## TEXT EXCERPT
=-=-=-=-=
Jk, this wasn’t mountain climbing but WOW it was steep (for me) Sean has talked to others who didn’t find it to be that steep, but I think they have longer legs than I do. There’s a train you can take to the top, the Drachenfelsbanh, but we wanted the exercise, and boy did we get it. Another cloudy but nice day, on Saturday October 25th we headed to Königswinter to see the Schloss Drachenburg castle and Drachenfels Ruins, or Dragon’s Rock. The castle itself, Schloss Drachenburg, is interesting, but I’d seen online that the views of the Rhine were beautiful and it did NOT disappoint. The fall foliage combined with views of the towns surrounding Köningswinter and Bonn made for absolutely stunning views – views that really can’t be done justice in these photos.
This castle has a very storied past. Schloss Drachenburg, was built in the early 19th century by Baron Stephan von Sarter, a banker who never actually lived in his extravagant home. He made his fortune by speculating on the stock exchange and, interestingly helping to finance the Suez Canal. Baron von Sarter died in 1902, still a bachelor, without having a set will, but one of his nephews bought the castle from the estate. After his death, over the years the castle become a Summer Resort, was planned to be an amusement park (never happened due to financing), was home to a Christian Boy’s Boarding School, during WWII was taken over as a Nazi elite school, and at the end of the War was occupied by U.S. troops then turned into a refugee camp. In the 50’s it was a training center for the Railway, was vacant and slated for demolition in the 60’s, in the 70’s was revitalized by artists, and in the 80’s was named a historical monument. A lot of stuff happened there! Some pictures of the interior are below:
The towers, garden landscaping, gold trimmed everything, and supbar stained glass made this castle a mix of awesome and amusing. There was a wedding going on and I saw everyone but the bride – I kept being on the lookout for her, but she never appeared. We did however see the Rolls Royce that was their getaway car!
Climbing higher you’ll find the ruins of Drachenfels – Dragon’s Rock – which has an interesting history and gets its name from a few legends about Dragons. According to Wikipedia: The ruined castle, on the summit of the hill, was built between 1138 and 1167 by Archbishop Arnold I of Cologne. It was originally intended for the protection of the Cologne region from any assault from the south. It consisted of a bergfried with a court, chapel and living quarters for servants. The castle was slighted in 1634, during the Thirty Years’ War, by the Protestant Swedes and never rebuilt.
=-=-=-=-=
## WRITTEN INSTRUCTION
Pick up the travel post about Schloss Drachenburg and the Drachenfels ruins right after its last sentence and keep writing it.

## DATA ENTRIES
=-=-=-=-=
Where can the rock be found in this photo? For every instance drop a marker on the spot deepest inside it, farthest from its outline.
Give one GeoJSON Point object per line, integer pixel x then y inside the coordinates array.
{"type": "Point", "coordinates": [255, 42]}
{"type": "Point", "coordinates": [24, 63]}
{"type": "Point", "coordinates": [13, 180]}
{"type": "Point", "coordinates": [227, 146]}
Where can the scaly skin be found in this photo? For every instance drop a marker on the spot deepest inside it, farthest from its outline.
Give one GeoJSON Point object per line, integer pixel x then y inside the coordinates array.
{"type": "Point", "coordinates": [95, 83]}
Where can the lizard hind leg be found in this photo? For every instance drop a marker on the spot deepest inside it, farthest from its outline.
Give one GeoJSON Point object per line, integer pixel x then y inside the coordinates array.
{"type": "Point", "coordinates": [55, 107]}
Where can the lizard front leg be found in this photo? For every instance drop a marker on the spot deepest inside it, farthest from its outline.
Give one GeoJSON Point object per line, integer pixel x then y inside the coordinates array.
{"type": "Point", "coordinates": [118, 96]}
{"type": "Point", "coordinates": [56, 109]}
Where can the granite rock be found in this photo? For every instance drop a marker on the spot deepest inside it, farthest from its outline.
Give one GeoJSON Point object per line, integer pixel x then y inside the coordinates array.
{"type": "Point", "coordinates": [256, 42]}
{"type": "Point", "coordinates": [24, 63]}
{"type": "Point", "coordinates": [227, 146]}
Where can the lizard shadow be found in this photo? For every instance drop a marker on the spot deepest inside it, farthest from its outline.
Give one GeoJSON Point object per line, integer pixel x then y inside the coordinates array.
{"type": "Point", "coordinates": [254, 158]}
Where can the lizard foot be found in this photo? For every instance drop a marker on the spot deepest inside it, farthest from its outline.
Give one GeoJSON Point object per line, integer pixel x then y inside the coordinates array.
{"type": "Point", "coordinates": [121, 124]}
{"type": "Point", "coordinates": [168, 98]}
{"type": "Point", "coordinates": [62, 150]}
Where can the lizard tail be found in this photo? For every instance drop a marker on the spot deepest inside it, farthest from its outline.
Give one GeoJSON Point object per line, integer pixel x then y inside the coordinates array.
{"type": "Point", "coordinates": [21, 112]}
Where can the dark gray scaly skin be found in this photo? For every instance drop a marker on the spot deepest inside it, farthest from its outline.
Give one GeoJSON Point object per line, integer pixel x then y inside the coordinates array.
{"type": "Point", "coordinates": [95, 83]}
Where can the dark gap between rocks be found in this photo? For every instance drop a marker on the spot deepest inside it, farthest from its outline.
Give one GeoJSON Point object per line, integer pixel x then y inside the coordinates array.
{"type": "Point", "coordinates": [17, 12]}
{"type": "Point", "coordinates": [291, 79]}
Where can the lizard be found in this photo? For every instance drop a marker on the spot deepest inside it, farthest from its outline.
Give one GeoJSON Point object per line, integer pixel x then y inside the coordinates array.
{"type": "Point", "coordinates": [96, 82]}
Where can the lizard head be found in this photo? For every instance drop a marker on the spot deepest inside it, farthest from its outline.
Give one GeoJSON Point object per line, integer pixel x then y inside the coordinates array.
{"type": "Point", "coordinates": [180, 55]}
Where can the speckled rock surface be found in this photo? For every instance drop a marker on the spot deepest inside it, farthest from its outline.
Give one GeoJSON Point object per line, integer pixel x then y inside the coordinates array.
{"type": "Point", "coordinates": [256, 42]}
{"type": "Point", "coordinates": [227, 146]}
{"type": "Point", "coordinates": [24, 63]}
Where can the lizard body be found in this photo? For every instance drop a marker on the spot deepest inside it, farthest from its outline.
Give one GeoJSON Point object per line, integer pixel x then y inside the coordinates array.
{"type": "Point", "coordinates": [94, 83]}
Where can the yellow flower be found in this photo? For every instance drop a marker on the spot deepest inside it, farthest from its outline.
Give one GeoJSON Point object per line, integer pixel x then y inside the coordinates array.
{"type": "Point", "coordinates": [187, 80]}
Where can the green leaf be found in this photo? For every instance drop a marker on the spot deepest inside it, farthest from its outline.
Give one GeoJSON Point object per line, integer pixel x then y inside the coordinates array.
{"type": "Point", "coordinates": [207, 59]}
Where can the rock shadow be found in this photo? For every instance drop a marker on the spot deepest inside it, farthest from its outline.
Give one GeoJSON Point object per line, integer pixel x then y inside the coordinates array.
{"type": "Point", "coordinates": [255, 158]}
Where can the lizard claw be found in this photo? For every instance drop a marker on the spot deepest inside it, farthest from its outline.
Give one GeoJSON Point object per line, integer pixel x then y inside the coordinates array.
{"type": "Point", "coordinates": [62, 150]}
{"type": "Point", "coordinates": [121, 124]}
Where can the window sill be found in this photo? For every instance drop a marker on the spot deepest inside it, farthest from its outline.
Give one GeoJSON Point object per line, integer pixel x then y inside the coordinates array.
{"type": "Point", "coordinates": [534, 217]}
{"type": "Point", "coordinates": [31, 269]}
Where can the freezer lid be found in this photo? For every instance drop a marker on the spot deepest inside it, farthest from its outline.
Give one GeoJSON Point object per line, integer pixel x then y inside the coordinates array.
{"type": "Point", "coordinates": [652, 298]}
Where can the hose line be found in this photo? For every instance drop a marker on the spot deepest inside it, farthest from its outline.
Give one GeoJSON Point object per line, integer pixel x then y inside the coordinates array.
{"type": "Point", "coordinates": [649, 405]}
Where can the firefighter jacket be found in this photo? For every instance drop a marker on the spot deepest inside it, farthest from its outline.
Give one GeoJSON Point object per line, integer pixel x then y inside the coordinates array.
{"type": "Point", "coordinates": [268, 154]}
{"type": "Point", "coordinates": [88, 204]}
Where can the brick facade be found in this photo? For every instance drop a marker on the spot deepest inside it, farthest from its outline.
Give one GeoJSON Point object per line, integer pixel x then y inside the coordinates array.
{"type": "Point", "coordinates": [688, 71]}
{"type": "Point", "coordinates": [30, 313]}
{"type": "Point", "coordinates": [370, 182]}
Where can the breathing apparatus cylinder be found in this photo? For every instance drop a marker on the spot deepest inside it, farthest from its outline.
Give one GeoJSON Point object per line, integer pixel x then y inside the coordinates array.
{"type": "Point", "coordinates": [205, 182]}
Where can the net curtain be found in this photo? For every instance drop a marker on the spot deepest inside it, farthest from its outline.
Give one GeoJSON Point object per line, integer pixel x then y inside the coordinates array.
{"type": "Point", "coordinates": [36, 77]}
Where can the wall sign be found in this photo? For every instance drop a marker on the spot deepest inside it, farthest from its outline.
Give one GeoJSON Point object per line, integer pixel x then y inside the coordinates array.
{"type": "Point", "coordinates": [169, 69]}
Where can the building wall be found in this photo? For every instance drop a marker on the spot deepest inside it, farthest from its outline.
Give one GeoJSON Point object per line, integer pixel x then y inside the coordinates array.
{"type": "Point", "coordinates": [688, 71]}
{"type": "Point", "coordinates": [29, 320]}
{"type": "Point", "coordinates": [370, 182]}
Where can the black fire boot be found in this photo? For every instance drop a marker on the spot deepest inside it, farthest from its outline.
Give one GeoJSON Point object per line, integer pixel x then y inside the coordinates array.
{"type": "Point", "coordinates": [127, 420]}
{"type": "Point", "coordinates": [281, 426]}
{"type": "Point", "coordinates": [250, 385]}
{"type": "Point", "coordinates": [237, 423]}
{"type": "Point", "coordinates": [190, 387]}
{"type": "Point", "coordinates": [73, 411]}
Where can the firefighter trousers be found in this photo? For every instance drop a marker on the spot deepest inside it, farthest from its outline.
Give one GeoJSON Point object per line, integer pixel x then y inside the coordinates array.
=-=-=-=-=
## OUTPUT
And in regards to the dragon tales, among those include that Siegfried – the hero of the Nibelungenlied – killed the dragon Fafnir, who lived in a cave in the hill, then bathed in its blood to become invulnerable. Another legend tells of prisoners being sacrificed to a dragon. One of these was a Christian virgin, who, in her fear, held up a little cross. In fear of this holy symbol, the dragon jumped into the Rhine and was never heard from again. A third: the dragon one day attacked a boat laden with gunpowder, causing an explosion which destroyed the ship and killed the dragon. I am sure they are all very close to the truth. 😉 (Source: wikipedia!)
The sun was shining through the clouds and the mountains were misty in the distance, and the view was breathtaking. There’s a restaurant and cafe up there, overpriced, but would love to enjoy a sunset up there in the spring maybe! Or a meteor shower. Imagine that!!
Look at these views! Amazing. It was so misty in the distance and made it even more dramatic.
Here we are at the summit where the ruins themselves are. Impressive how high they are up here!
Phew, made it to the top. On the way back down we stopped for a snack at a little touristy Pomme and Bier hut, we were hungry and wanted a rest!
Once we got to the bottom of the hill and back to the little town area we wandered around a bit – this tiny town was very touristy and didn’t have that much too it- seemed like it was very much catering to Rhine river cruise tourists. We passed a lot of second hand clothing shops, ice cream, and little pubs. Lots of dragon shops too ha.
We decided on a late big lunch, Sean had scoped out a great restaurant, but we got there and it was a bit our out of our budget, so we found another place that had a great view of the river and schnitzel! The schnitzel wasn’t the best we’ve had here, but we did quite enjoy the sun as it finally came out, and resting our feet before heading back to Bonn on the train.
Great day for sure!
Finally, I’ll leave you with Lord Byron’s poem about Drachenfels from when he visited long ago:
The castled crag of Drachenfels
Frowns o’er the wide and winding Rhine.
Whose breast of waters broadly swells
Between the banks which bear the vine,
And hills all rich with blossomed trees,
And fields which promise corn and wine,
And scattered cities crowning these,
Whose far white walls along them shine,
Have strewed a scene, which I should see
With double joy wert thou with me!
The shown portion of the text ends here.